● **Task to complete**
Copy every line of the entries below, keeping each one word for word.

-- Begin Input rows --

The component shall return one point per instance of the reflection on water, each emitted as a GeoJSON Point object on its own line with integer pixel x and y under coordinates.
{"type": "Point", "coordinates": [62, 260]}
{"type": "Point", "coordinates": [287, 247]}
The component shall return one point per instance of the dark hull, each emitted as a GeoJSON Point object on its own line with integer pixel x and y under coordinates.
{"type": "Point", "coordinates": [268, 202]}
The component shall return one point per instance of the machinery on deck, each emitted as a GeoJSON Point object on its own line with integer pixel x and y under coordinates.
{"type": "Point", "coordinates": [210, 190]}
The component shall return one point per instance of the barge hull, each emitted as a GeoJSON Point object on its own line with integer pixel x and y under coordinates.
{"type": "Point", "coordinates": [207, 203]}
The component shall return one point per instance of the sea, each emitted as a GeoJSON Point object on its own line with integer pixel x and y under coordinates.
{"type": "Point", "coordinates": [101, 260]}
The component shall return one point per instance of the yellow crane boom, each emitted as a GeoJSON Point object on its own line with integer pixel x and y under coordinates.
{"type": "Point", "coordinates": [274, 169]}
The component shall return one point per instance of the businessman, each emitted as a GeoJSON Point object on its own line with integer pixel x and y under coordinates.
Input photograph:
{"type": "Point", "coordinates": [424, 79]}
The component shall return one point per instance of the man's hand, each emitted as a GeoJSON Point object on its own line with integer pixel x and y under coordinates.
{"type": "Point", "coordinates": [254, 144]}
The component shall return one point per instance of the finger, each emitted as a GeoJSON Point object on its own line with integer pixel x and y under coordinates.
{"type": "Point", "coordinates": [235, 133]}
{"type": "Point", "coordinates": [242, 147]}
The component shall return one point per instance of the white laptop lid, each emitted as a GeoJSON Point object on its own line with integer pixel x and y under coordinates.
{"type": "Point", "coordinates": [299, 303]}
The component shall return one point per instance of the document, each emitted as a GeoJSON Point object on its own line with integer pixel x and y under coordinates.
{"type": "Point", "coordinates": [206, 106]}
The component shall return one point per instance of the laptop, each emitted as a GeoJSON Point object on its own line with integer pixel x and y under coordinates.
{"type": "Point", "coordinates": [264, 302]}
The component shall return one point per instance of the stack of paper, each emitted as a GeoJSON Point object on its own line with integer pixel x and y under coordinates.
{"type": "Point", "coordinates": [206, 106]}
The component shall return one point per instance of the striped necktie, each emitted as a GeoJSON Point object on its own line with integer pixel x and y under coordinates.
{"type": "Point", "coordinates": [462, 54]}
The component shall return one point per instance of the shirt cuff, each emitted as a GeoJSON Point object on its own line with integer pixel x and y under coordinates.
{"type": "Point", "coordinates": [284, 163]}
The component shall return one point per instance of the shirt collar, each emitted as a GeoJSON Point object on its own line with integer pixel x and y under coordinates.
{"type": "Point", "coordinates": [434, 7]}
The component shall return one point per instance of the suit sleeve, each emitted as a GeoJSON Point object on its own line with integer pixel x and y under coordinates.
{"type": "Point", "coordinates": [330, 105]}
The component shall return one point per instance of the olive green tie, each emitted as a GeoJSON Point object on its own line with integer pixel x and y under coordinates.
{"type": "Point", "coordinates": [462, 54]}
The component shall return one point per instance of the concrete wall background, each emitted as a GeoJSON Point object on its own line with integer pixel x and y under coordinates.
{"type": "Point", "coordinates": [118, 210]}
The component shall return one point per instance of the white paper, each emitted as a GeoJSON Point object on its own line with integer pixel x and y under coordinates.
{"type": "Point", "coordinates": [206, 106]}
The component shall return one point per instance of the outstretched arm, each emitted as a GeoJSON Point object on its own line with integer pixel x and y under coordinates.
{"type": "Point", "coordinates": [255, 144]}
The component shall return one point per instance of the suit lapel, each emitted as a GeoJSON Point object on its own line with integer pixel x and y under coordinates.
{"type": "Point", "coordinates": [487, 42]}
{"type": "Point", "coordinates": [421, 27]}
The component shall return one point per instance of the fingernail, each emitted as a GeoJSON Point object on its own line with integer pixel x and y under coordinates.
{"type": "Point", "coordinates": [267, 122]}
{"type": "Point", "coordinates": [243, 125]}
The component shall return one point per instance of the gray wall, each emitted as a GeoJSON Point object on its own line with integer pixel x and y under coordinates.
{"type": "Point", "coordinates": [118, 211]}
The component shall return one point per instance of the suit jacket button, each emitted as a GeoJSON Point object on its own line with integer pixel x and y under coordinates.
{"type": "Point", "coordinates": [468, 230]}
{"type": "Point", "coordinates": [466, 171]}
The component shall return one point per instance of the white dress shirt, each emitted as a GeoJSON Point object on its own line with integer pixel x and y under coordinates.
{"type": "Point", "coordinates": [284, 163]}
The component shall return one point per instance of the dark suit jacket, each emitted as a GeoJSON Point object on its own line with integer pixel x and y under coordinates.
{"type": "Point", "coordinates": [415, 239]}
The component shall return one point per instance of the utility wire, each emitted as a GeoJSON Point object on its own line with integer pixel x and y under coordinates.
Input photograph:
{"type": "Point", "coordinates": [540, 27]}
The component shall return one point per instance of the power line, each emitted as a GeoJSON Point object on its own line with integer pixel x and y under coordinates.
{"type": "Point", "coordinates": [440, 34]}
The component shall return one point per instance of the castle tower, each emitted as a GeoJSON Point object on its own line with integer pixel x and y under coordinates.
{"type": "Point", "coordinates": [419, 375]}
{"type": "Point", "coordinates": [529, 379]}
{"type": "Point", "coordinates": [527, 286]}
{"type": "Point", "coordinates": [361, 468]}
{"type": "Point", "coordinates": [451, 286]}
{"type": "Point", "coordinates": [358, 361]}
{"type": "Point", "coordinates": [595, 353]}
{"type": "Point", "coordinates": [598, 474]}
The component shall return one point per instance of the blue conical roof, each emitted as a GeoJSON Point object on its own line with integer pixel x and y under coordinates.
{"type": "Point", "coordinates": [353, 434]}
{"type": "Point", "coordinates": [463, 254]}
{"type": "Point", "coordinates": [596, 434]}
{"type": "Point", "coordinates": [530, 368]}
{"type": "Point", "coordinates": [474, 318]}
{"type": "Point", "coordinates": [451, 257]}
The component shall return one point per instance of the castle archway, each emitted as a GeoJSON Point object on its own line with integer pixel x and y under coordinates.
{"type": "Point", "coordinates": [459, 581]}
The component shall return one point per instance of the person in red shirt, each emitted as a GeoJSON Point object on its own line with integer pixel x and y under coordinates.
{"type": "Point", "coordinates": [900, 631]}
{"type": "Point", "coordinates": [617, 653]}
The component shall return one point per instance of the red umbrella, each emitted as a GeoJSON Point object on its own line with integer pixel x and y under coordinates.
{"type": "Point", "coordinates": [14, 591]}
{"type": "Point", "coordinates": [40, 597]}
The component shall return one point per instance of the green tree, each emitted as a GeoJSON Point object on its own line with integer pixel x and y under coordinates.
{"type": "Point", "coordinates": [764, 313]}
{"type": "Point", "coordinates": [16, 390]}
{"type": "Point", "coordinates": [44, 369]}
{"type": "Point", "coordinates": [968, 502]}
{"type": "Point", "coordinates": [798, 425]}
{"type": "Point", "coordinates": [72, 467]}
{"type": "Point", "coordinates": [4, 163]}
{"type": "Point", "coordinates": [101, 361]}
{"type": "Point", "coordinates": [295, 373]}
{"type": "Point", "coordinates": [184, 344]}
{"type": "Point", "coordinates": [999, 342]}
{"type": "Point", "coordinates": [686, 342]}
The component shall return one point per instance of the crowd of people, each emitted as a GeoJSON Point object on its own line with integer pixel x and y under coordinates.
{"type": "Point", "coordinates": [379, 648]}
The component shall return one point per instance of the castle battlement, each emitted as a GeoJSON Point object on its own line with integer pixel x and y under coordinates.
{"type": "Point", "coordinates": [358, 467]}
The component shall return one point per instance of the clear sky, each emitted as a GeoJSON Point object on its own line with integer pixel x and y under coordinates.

-- End Input rows --

● **Task response**
The component shall return one point per instance of the reflection on water, each emitted as a GeoJSON Point object on its own line with integer pixel x and y under coordinates.
{"type": "Point", "coordinates": [62, 260]}
{"type": "Point", "coordinates": [287, 247]}
The component shall return one point per instance of the dark hull, each emitted as a GeoJSON Point object on its own line with integer pixel x and y under coordinates.
{"type": "Point", "coordinates": [268, 202]}
The component shall return one point per instance of the machinery on deck, each emitted as a GeoJSON Point object on its own line with integer pixel x and y under coordinates.
{"type": "Point", "coordinates": [210, 190]}
The component shall return one point per instance of the barge hull, each emitted as a GeoJSON Point object on its own line with integer pixel x and y under coordinates.
{"type": "Point", "coordinates": [207, 203]}
The component shall return one point per instance of the sea, each emitted as a GeoJSON Point object on its own line with integer pixel x and y under coordinates.
{"type": "Point", "coordinates": [101, 260]}
The component shall return one point per instance of the yellow crane boom, each emitted as a GeoJSON Point object on its own line with integer pixel x and y under coordinates.
{"type": "Point", "coordinates": [274, 169]}
The component shall return one point per instance of the businessman, each emitted as a GeoJSON Point object on its own line with integer pixel x and y under coordinates.
Input photograph:
{"type": "Point", "coordinates": [424, 79]}
The component shall return one point per instance of the man's hand, each emitted as a GeoJSON Point object on its own line with integer pixel x and y under coordinates.
{"type": "Point", "coordinates": [254, 144]}
The component shall return one point per instance of the finger, each emitted as a GeoJSON Point object on its own line with integer pixel x and y under coordinates.
{"type": "Point", "coordinates": [235, 133]}
{"type": "Point", "coordinates": [242, 147]}
The component shall return one point per instance of the white laptop lid, each emitted as a GeoJSON Point object on its own line with integer pixel x and y under coordinates.
{"type": "Point", "coordinates": [299, 303]}
The component shall return one point per instance of the document, each emitted as a GeoJSON Point object on its own line with integer pixel x and y under coordinates.
{"type": "Point", "coordinates": [206, 106]}
The component shall return one point per instance of the laptop, each emitted as a GeoJSON Point object on its own line with integer pixel x and y under coordinates.
{"type": "Point", "coordinates": [264, 302]}
The component shall return one point per instance of the stack of paper, each emitted as a GeoJSON Point object on its own line with integer pixel x and y under coordinates.
{"type": "Point", "coordinates": [206, 106]}
The component shall return one point per instance of the striped necktie, each emitted as a GeoJSON Point object on its own line with integer pixel x and y under coordinates.
{"type": "Point", "coordinates": [462, 54]}
The component shall return one point per instance of the shirt cuff, each emitted as a GeoJSON Point object on its own line with integer pixel x and y under coordinates.
{"type": "Point", "coordinates": [284, 163]}
The component shall return one point per instance of the shirt collar, each emitted as a GeoJSON Point object on its own line with integer pixel x and y under coordinates.
{"type": "Point", "coordinates": [434, 7]}
The component shall return one point per instance of the suit sleeve, each emitted as a GeoJSON Point object on its own line with integer pixel x and y under coordinates.
{"type": "Point", "coordinates": [330, 105]}
The component shall return one point per instance of the olive green tie, each emitted as a GeoJSON Point object on its own line with integer pixel x and y under coordinates.
{"type": "Point", "coordinates": [462, 54]}
The component shall return one point per instance of the concrete wall background, each emitted as a GeoJSON Point object on its own line with integer pixel x and y under coordinates.
{"type": "Point", "coordinates": [118, 210]}
The component shall return one point per instance of the white paper, each emitted as a GeoJSON Point object on its own line with integer pixel x and y under coordinates.
{"type": "Point", "coordinates": [206, 106]}
The component shall return one point per instance of the outstretched arm, each emitted as a GeoJSON Point object on its own line with integer pixel x and y under coordinates.
{"type": "Point", "coordinates": [255, 144]}
The component shall return one point per instance of the suit lapel, each emitted as a GeoJSON Point object on its own line with integer pixel x and y under coordinates.
{"type": "Point", "coordinates": [487, 42]}
{"type": "Point", "coordinates": [421, 27]}
The component shall return one point per instance of the fingernail, each emitted as a GeoJSON Point object on its own line with integer pixel x and y under coordinates.
{"type": "Point", "coordinates": [267, 122]}
{"type": "Point", "coordinates": [243, 125]}
The component shall return one point per instance of the gray wall, each emitted as a GeoJSON Point object on its own line with integer pixel x and y under coordinates.
{"type": "Point", "coordinates": [118, 211]}
The component shall return one point per instance of the suit jacket button, each emitted as a GeoJSON Point object on its own line with integer pixel x and y under coordinates.
{"type": "Point", "coordinates": [468, 230]}
{"type": "Point", "coordinates": [466, 171]}
The component shall return one point per instance of the white dress shirt, each emitted as a GeoJSON Point object on its own line with integer pixel x and y under coordinates.
{"type": "Point", "coordinates": [284, 163]}
The component shall return one point per instance of the dark suit jacket, each emitted as a GeoJSON Point object on its own line with integer pixel x and y under coordinates.
{"type": "Point", "coordinates": [415, 239]}
The component shall return one point per instance of the utility wire, each emitted as a GeoJSON Point object on its own line with integer pixel x and y under coordinates.
Input photograph:
{"type": "Point", "coordinates": [540, 27]}
The component shall return one point per instance of the power line, each emitted as a GeoJSON Point object on its own line with integer pixel x and y under coordinates.
{"type": "Point", "coordinates": [440, 34]}
The component shall return one point per instance of the castle tower, each emitted as a GeoJSON Point object on its own line with integer pixel x and y under coordinates.
{"type": "Point", "coordinates": [419, 375]}
{"type": "Point", "coordinates": [529, 379]}
{"type": "Point", "coordinates": [527, 286]}
{"type": "Point", "coordinates": [361, 468]}
{"type": "Point", "coordinates": [451, 286]}
{"type": "Point", "coordinates": [358, 361]}
{"type": "Point", "coordinates": [595, 353]}
{"type": "Point", "coordinates": [598, 474]}
The component shall return one point per instance of the blue conical roof, each emitted as a GeoJSON Point object on its own line with integer pixel x and y under coordinates.
{"type": "Point", "coordinates": [353, 434]}
{"type": "Point", "coordinates": [463, 254]}
{"type": "Point", "coordinates": [596, 434]}
{"type": "Point", "coordinates": [530, 368]}
{"type": "Point", "coordinates": [474, 318]}
{"type": "Point", "coordinates": [451, 257]}
The component shall return one point per instance of the castle archway, each emitted as a GeoJSON Point object on its own line with integer pixel x and y under coordinates.
{"type": "Point", "coordinates": [459, 581]}
The component shall return one point per instance of the person in red shirt, each emitted as a GeoJSON Point object on its own line with integer pixel x and y under coordinates.
{"type": "Point", "coordinates": [900, 631]}
{"type": "Point", "coordinates": [617, 653]}
The component shall return one point per instance of the red umbrella, each emitted as a GeoJSON Point object on its own line with integer pixel x and y under coordinates.
{"type": "Point", "coordinates": [14, 591]}
{"type": "Point", "coordinates": [40, 597]}
The component shall return one point per instance of the green tree, each emitted as a GeoJSON Point object on its own line with integer pixel x and y under coordinates.
{"type": "Point", "coordinates": [764, 313]}
{"type": "Point", "coordinates": [16, 390]}
{"type": "Point", "coordinates": [44, 369]}
{"type": "Point", "coordinates": [968, 502]}
{"type": "Point", "coordinates": [798, 425]}
{"type": "Point", "coordinates": [72, 467]}
{"type": "Point", "coordinates": [4, 163]}
{"type": "Point", "coordinates": [101, 361]}
{"type": "Point", "coordinates": [295, 373]}
{"type": "Point", "coordinates": [184, 344]}
{"type": "Point", "coordinates": [999, 342]}
{"type": "Point", "coordinates": [686, 342]}
The component shall return one point per instance of the crowd of people, each emitted as a GeoJSON Point object on its own line with integer pixel x and y under coordinates.
{"type": "Point", "coordinates": [379, 648]}
The component shall return one point per instance of the castle battlement, each emitted as a GeoJSON Point object on its own line with integer pixel x and y under coordinates.
{"type": "Point", "coordinates": [358, 467]}
The component shall return one point per instance of the clear sky, each emitted as a GeoJSON Point object on its own line with integer pixel x and y under coordinates.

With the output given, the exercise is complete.